▶ **Aufgabe**: Schreibe das gesamte folgende Material Zeile für Zeile unverändert ab.

##############################

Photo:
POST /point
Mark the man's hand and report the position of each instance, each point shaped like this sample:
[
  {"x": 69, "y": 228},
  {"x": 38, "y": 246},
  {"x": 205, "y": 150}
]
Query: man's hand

##############################

▶ **Ergebnis dieser Aufgabe**:
Photo:
POST /point
Mark the man's hand and report the position of each instance, each point shaped like this sample:
[
  {"x": 69, "y": 228},
  {"x": 38, "y": 246},
  {"x": 205, "y": 150}
]
Query: man's hand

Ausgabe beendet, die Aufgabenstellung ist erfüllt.